╭─ Fragmento elegido

Su ciudad es lo que queda de una masacre. Los cuerpos sin vida ocupan las anchas calles. Son los cuerpos de sus conciudadanos, de sus amigos y los cuerpos que salieron de su propio cuerpo. Hace poco fue la reina de una ciudad hermosa, la esposa de un rey magnánimo y la madre de muchos hijos. Hoy esa ciudad no existe, ni el rey, ni sus hijos. Hoy un soldado enemigo pregunta: “¿No es esta la reina de los opulentos frigios? ¿No es esta la esposa de Príamo, el muy rico? Ahora toda su ciudad queda devastada por la lanza, y ella, anciana, esclava, sin hijos, yace por tierra, manchando de polvo su desgraciada cabeza”.

Antes de que ellos –los que se autodenominan civilizados y llaman al resto bárbaros– llegaran y convirtieran Troya en un lugar de genocidio y barbarie, Hécuba envió a su hijo más pequeño donde Polimestor para mantenerlo a salvo de la guerra. Le dio oro para la manutención del niño y le hizo prometer que lo defendería. Polimestor dijo que no había de qué preocuparse, que era su mejor amigo y que podía confiar en él. Pero cuando los griegos ganaron la guerra, Polimestor decidió que lo mejor era matar al niño y quedarse con su oro.

Ahora Hécuba se entera de que para Polimestor congraciarse con el vencedor y poseer riquezas es más importante que la amistad y el cumplimiento de las promesas. Ella puede entender la guerra, pero no puede entender esto: “Crimen nefando, sin nombre, que sobrepasa la extrañeza, impío, intolerable”.

Para vengarse, Hécuba llega al extremo de hacer una alianza con Agamenón, el líder del ejército invasor. Miente, engaña y mata. Asesina a los hijos de Polimestor y luego le arranca los ojos mientras le grita: “Jamás darás a tus pupilas la reluciente mirada, ni contemplarás vivos a tus hijos a quienes di muerte yo”.

╰─

## [Lo que se pide]
Sigue el texto sobre Hécuba y escribe lo que viene después de su última frase.

╭─ Datos para analizar

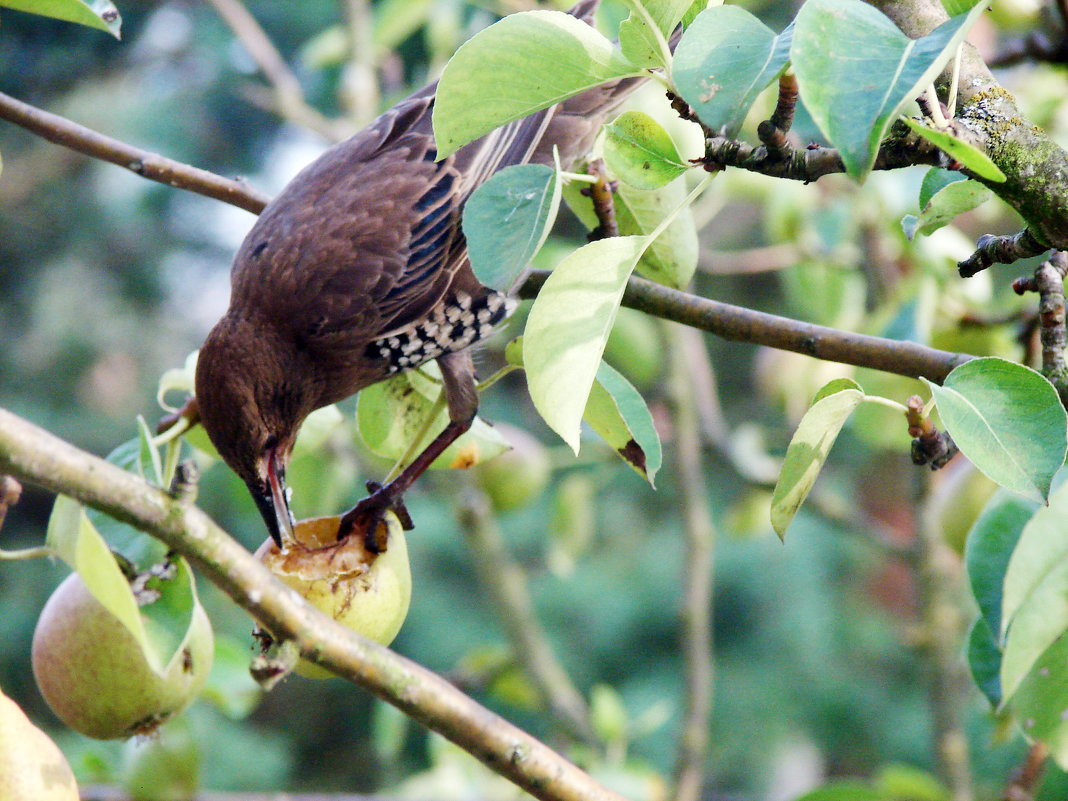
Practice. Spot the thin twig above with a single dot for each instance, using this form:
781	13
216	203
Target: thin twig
700	535
506	583
146	165
360	85
11	490
744	325
939	578
287	94
33	455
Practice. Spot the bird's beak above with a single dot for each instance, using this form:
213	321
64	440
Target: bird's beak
272	502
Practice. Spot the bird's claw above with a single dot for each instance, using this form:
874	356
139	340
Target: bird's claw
368	513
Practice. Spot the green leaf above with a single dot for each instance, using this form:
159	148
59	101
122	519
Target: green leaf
641	153
640	41
935	181
905	782
1034	612
168	618
1008	420
989	547
672	258
618	413
99	14
521	64
230	687
608	713
568	326
809	449
970	157
177	379
984	660
944	206
857	71
78	544
1040	704
845	789
391	414
148	455
507	219
724	60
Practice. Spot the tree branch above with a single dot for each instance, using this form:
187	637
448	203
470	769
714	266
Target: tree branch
700	537
744	325
33	455
146	165
288	95
1034	165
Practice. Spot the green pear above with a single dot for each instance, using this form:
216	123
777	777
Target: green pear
366	592
32	768
94	675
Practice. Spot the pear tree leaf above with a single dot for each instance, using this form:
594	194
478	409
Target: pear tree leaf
897	781
523	63
618	413
857	71
1007	420
230	687
641	153
99	14
1034	613
971	157
569	324
844	789
641	42
391	413
148	456
78	544
952	200
1040	704
507	219
935	181
989	548
724	60
169	617
809	448
672	258
984	661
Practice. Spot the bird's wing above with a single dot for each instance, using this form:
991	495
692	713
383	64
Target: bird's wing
367	238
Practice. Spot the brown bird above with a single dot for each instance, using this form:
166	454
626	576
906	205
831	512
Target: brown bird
358	269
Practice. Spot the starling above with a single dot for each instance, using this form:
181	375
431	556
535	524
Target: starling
357	270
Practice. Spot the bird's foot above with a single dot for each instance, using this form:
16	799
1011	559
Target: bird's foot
364	518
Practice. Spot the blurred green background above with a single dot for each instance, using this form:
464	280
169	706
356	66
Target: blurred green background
821	664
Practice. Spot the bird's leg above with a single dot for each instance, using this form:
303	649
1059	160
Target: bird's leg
461	398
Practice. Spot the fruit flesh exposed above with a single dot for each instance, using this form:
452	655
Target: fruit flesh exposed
366	592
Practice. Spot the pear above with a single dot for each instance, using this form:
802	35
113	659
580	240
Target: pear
366	592
94	675
32	768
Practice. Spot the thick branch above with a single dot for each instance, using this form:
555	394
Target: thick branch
146	165
744	325
902	148
33	455
1034	165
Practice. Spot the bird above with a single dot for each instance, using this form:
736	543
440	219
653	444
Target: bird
358	270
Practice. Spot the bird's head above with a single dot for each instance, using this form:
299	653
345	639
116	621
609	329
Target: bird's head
250	403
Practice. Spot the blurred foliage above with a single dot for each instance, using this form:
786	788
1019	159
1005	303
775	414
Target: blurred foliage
107	280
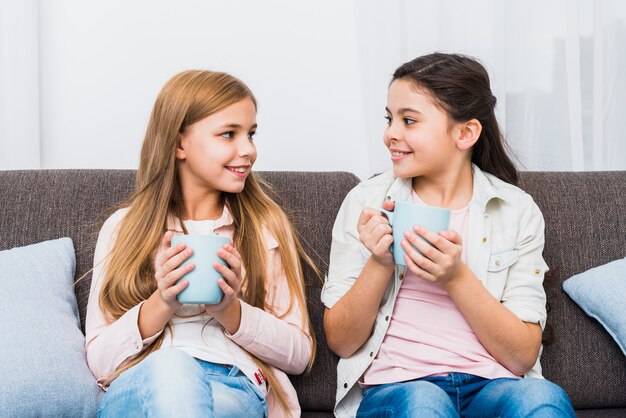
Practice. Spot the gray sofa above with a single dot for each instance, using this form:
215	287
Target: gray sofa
585	217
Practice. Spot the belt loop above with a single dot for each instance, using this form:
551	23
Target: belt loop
234	371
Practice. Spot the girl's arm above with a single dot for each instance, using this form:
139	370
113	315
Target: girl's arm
512	342
498	325
110	343
277	338
350	321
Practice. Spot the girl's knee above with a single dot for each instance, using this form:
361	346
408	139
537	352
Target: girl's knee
421	398
539	394
541	389
168	366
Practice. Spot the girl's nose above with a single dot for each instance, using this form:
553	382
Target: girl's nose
245	146
391	133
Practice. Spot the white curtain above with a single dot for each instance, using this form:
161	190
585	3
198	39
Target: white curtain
19	85
558	69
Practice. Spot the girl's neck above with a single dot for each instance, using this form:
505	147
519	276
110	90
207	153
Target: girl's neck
451	189
203	206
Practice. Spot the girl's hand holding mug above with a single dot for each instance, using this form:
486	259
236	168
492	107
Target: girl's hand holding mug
167	271
437	263
375	233
230	283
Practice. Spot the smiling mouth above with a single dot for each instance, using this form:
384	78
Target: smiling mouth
241	171
399	153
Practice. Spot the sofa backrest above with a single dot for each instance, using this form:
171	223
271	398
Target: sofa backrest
585	217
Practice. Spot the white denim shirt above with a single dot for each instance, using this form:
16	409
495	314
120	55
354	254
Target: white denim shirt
504	250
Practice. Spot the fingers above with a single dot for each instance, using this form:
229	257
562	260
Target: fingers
232	272
166	242
174	257
389	204
452	236
422	261
365	216
169	288
438	241
230	254
417	270
413	241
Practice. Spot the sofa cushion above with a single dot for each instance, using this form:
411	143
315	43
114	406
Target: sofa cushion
600	293
43	366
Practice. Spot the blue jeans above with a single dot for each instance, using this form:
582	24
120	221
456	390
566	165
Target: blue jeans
465	395
171	383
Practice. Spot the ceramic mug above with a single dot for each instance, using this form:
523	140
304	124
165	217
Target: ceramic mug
407	214
202	287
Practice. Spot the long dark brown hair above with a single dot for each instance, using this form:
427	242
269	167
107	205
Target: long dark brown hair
460	86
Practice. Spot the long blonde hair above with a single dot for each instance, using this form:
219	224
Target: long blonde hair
186	99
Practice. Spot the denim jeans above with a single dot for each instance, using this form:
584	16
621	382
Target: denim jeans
171	383
465	395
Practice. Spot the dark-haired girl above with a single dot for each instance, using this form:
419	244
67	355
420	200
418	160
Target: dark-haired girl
457	332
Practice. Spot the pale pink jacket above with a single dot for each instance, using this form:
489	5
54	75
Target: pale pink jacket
282	343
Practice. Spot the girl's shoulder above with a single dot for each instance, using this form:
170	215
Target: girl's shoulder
374	188
112	222
512	196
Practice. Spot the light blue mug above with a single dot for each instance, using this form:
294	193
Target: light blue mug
202	287
406	215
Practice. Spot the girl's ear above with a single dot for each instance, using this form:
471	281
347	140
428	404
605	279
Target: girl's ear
180	151
469	134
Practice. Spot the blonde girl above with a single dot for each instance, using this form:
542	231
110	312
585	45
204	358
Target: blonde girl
452	333
155	356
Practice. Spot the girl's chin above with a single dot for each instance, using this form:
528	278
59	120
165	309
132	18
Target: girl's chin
403	174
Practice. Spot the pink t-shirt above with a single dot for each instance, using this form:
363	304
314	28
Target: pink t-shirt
428	335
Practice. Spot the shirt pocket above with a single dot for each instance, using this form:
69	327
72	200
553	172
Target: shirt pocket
498	270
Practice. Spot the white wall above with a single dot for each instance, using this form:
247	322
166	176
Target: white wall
103	63
78	78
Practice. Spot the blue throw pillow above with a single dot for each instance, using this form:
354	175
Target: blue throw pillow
601	293
42	357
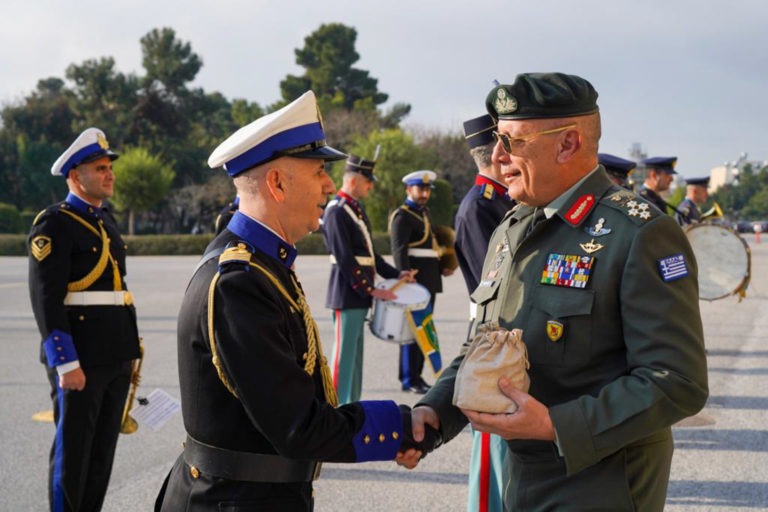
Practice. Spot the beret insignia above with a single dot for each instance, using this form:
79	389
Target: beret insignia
504	104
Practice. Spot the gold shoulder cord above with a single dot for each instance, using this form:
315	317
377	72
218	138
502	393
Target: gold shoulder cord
95	273
314	348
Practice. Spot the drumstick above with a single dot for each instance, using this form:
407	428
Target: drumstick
402	281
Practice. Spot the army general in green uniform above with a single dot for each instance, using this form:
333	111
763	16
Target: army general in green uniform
604	287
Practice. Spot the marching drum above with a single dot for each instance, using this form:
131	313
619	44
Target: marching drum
388	322
723	258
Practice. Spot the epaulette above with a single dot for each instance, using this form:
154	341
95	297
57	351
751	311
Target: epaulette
52	209
236	256
630	204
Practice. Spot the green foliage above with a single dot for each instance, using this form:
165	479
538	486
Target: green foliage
141	180
441	204
327	57
13	245
10	219
399	156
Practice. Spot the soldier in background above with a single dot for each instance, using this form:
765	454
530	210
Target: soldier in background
480	212
87	321
354	265
618	169
695	194
414	247
661	173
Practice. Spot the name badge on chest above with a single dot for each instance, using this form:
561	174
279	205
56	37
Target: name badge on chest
567	270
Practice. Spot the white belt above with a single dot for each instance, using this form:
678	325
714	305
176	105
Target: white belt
423	253
365	261
121	298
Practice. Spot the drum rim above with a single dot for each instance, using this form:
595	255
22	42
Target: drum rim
747	275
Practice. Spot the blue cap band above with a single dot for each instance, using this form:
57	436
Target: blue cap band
263	152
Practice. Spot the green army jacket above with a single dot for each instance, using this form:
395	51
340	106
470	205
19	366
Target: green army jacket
618	355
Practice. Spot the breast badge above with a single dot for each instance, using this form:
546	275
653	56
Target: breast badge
41	247
554	330
598	229
567	270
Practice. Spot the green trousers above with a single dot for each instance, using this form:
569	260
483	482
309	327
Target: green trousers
347	357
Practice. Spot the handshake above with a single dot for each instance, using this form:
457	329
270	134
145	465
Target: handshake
421	435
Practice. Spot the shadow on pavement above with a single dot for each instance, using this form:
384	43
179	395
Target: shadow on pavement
722	494
697	439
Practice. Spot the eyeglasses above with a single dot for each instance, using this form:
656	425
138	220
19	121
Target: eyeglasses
511	143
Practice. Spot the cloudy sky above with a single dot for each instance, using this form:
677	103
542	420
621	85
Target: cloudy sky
685	78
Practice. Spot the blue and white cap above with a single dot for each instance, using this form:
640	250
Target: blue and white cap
296	130
88	146
420	178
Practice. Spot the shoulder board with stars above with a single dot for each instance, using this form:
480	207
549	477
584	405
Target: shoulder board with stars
629	203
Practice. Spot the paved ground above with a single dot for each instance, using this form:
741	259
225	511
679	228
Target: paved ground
720	459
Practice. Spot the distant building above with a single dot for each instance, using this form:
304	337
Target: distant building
729	172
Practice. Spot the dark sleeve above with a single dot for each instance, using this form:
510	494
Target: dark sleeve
336	226
440	398
252	340
667	379
473	231
400	235
384	269
50	250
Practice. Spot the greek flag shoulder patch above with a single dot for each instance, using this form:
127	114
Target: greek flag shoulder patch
673	267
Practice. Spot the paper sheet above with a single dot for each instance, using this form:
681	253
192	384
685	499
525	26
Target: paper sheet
159	408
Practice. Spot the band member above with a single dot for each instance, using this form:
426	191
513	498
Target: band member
354	264
618	169
87	322
480	212
414	247
661	173
695	194
257	398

╰─

## [Tu respuesta]
La Hécuba de Eurípides ilustra el problema de tratar de ser una buena persona en un lugar lleno de gente en la que no se puede confiar.

La tragedia de Hécuba no es que un día lo tuvo todo y al día siguiente quedó reducida a ser una esclava sin familia ni propiedades. Los clásicos sabían mejor que nosotros que la vida humana es esencialmente frágil y contingente. La verdadera tragedia de Hécuba es que vive en un mundo en el que no hay espacio para la virtud. Hécuba puede soportar la pérdida de poder político, de riquezas y de seres queridos, pero no puede soportar la miseria humana. Por eso olvida sus límites morales y se deshumaniza –no es coincidencia que, según la mitología, Hécuba se terminará transformando en un perro, que era, en la mentalidad griega, la forma más baja de existencia–.

Tal vez la tragedia de Hécuba sea nuestra propia tragedia. Los terremotos, las pandemias y las crisis económicas son un serio problema para Ecuador, pero ¿qué es la virtud en una sociedad que llama próspero empresario al que coima y soborna para vender insumos en hospitales públicos? ¿Qué sentido tiene la moral en una ciudad en donde ocupar un cargo público significa otorgar contratos a familiares? ¿Qué significado tiene la ética en un país en donde lo que se premia es la astucia y la corrupción, pero no la preparación y el trabajo honesto? (O)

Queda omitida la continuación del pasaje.